-------- PAGE TEXT --------

W_{x y}^{χ^{2}} = \sum_{c} {(N_{x y}^{c} - E_{x y}^{c})}^{2} / E_{x y}^{c}

(1a)

W_{x y}^{L} = log (P_{x y} / Q_{x y})

(1b)

where c ∈ {epitope, non-epitope}, $N_{x y}^{c}$ is the number of edges with type xy and label c in our training data, $E_{x y}^{c}$ is the number of expected edges with type xy and label c, P_xy is the probability that a pair of residues xy in epitopes, and Q_xy is the probability that a pair of residues xy in non-epitopes. P_xy is given by

P_{x y} = N_{x y} / \sum_{x^{'}} \sum_{y^{'}} N_{x^{'} y^{'}},

where, N_xy is the number of residue pairs xy in a cluster, i.e., the number of edges connecting two nodes with one node labeled as x and the other as y. Q_xy is calculated by the same way of computing P_xy.

The weight calculation for boundary edges is very innovative. A boundary edge is an edge connecting an epitope residue and a non-epitope residue. We group all of the boundary edges (e.g. dashed black lines in Figure 3) in our graph database as a class, and take all epitope edges (e.g. solid blue lines in Figure 3) as the other class. Then, we apply Equation (1a) and (1b) to calculate the weights $W_{x y}^{'}$ for the boundary edges by setting c ∈ {boundary_class, epitope_classg}. This process is also applied with regard to the boundary class and non-epitope class (e.g., edges with solid orange lines in Figure 3) to determine weights $W_{x y}^{''}$ for the boundary edges. In other words, $W_{x y}^{'}$ and $W_{x y}^{''}$ are determined by using the exactly same equations as computing W_xy, with substitution of the relevant class label c. The weight of a boundary edge xy is finally set as $W_{x y}^{'}$ or $W_{x y}^{''}$ whichever is larger. Those boundary edges with heavy weights (larger than a threshold W₀) are definitely boundary edges between epitope and non-epitope subgraphs. We remove them to sharpen the distinction in the later clustering step and supervised learning. Boundary edges might change to another set when different computational methods are used to define epitope residues, such as using accessible surface area larger than 1Å² upon binding with an antibody [6, 27] and distance threshold of 4Å [7, 28], 5Å [29] or 6Å [30]. However, Ponomarenko et. al. have shown that epitope residues have no significant difference when various criteria are used to capture epitope residues [24].

As a few number of large weights can pull all weight values towards zero after normalization, we further contrast normalized weights W_xy to amplify important weights and suppress trifling weights by

f (W) = \frac{1}{1 + {(θ \frac{W}{1 - W})}^{- γ}} .

--------

▸ PROMPT 1: Condense the paragraph of the page text beginning "The weight calculation for boundary edges" into a short bulleted list that keeps its main facts.
▸ PROMPT 2: According to the page text, what does a boundary edge connect?
▸ PROMPT 3: Write out the part of the page text that begins at the words "where, N_xy is" and ends after the words "of computing P_xy.".
The listing that comes after the page text has no connection to it.

-------- RECORDS SUPPLIED --------

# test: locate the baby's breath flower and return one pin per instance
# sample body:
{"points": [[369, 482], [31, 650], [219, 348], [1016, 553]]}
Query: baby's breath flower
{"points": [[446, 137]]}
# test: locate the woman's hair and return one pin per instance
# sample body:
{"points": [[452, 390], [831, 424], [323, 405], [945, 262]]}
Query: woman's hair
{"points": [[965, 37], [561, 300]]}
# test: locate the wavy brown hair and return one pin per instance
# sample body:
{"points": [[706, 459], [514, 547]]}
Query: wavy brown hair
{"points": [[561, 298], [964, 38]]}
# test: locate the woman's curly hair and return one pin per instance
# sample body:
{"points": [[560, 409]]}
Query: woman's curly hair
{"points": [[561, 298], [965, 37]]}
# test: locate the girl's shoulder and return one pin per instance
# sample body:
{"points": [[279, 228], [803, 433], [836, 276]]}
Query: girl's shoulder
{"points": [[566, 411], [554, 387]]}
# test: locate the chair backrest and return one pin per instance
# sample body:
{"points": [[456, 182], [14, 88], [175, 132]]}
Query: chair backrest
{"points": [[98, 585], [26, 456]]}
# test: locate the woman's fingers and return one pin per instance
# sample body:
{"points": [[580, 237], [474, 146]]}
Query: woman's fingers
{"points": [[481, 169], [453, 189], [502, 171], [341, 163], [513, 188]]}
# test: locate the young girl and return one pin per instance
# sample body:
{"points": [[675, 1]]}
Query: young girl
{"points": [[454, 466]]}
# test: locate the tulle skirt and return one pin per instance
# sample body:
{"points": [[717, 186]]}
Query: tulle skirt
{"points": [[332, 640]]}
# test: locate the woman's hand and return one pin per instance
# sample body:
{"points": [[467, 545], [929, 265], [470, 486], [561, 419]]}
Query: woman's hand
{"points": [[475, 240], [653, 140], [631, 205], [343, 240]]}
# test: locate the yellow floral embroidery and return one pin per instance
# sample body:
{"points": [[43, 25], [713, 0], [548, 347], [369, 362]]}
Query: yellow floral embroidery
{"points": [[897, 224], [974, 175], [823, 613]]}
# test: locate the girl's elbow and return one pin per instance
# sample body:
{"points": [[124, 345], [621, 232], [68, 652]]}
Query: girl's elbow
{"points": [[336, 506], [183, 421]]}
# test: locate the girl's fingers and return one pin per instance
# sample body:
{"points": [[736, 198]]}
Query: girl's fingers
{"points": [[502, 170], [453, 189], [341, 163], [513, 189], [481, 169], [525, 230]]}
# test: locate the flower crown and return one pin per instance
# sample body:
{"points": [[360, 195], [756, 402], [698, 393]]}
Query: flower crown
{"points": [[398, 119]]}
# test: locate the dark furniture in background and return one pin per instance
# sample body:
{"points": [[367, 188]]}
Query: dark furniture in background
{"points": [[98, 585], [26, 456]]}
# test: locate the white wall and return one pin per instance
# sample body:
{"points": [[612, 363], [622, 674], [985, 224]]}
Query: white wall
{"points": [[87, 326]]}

--------

▸ YOUR RESPONSE 1:
- A boundary edge connects an epitope residue and a non-epitope residue.
- All boundary edges form one class and all epitope edges form the other. Equations (1a) and (1b) then give weights W′ for the boundary edges.
- The same process, applied to the boundary class and the non-epitope class, gives weights W″.
- W′ and W″ use the same equations as W_xy, with the class label c substituted.
- Each boundary edge's final weight is whichever of W′ and W″ is larger.
- Boundary edges weighted above a threshold W₀ are removed. This sharpens the distinction in the later clustering step and in supervised learning.
- Other methods of defining epitope residues may yield a different set of boundary edges. Examples are accessible surface area larger than 1Å² upon binding with an antibody, or distance thresholds of 4Å, 5Å or 6Å.
- Ponomarenko et al. showed that epitope residues have no significant difference under these various criteria.

▸ YOUR RESPONSE 2: A boundary edge connects an epitope residue and a non-epitope residue.

▸ YOUR RESPONSE 3:
where, N_xy is the number of residue pairs xy in a cluster, i.e., the number of edges connecting two nodes with one node labeled as x and the other as y. Q_xy is calculated by the same way of computing P_xy.